[TASK SET]
- 1) In the commentary on the Song of Deborah, who is said to have adopted the rabbinical reading of Jdg 5:13?
- 2) For each statement, say whether it agrees with the commentary on the Song of Deborah, and quote the words that decide it: (a) The whole nation rose as one man against its oppressors. (b) The men came down to fight the enemy in the valley of Jezreel. (c) ירד in Jdg 5:13 is to be taken in the same sense as יָרְדוּ in Jdg 5:14.

[SOURCE PASSAGE]
——————————

13 Then came down a remnant of nobles of the nation;

Jehovah came down to me among the heroes.

14 Of Ephraim, whose root in Amalek;

Behind thee Benjamin among thy peoples.

From Machir came down leaders,

And from Zebulun marchers with the staff of the conductor.

15a And princes in Issachar with Deborah,

And Issachar as well as Barak,

Driven into the valley through his feet.

Looking back to the commencement of the battle, the poetess describes the streaming of the brave men of the nation down from the mountains, to fight the enemy with Barak and Deborah in the valley of Jezreel; though the whole nation did not raise as one man against its oppressors, but only a remnant of the noble and brave in the nation, with whom Jehovah went into the battle. In Jdg 5:13 the Masoretic pointing of יְרַד is connected with the rabbinical idea of the word as the fut. apoc. of רָדָה: “then (now) will the remnant rule over the glorious,” i.e., the remnant left in Israel over the stately foe; “Jehovah rules for me (or through me) over the heroes in Sisera's army,” which Luther has also adopted. But, as Schnurr. has maintained, this view is decidedly erroneous, inasmuch as it is altogether irreconcilable with the description which follows of the marching of the tribes of Israel into the battle. ירד is to be understood in the same sense as יָרְדוּ in Jdg 5:14, and to be pointed as a perfect יָרַד.

——————————

[DATA PROVIDED]

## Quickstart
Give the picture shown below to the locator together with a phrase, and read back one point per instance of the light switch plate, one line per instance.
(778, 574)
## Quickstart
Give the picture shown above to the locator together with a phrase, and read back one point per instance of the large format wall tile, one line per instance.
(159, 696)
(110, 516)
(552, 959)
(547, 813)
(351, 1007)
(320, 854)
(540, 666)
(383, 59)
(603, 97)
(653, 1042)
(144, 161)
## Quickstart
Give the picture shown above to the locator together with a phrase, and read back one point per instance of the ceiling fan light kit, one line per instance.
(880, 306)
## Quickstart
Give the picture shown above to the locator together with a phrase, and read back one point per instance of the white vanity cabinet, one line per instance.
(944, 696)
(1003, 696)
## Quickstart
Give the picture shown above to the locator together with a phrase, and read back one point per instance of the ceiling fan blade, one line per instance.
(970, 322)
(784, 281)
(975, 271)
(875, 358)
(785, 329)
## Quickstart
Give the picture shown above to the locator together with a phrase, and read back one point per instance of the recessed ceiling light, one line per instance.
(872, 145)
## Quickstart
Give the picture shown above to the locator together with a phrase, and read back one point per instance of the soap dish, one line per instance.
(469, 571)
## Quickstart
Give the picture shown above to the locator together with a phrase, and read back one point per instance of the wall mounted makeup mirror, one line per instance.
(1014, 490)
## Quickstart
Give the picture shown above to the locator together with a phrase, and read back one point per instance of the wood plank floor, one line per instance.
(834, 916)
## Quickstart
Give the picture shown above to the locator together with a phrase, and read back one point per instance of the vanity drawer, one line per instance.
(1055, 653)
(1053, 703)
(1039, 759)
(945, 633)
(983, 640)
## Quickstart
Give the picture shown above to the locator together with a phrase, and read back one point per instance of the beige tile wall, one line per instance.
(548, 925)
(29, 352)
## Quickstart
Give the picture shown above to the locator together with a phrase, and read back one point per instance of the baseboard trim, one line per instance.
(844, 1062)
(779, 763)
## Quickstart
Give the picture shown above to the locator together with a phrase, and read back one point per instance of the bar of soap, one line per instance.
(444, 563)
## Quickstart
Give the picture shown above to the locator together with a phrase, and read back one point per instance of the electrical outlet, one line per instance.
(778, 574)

——————————

[TASK-BY-TASK ANSWERS]
- 1) Luther adopted the rabbinical reading.

- 2)
(a) No: "though the whole nation did not raise as one man against its oppressors"
(b) Yes: "to fight the enemy with Barak and Deborah in the valley of Jezreel"
(c) Yes: "ירד is to be understood in the same sense as יָרְדוּ in Jdg 5:14"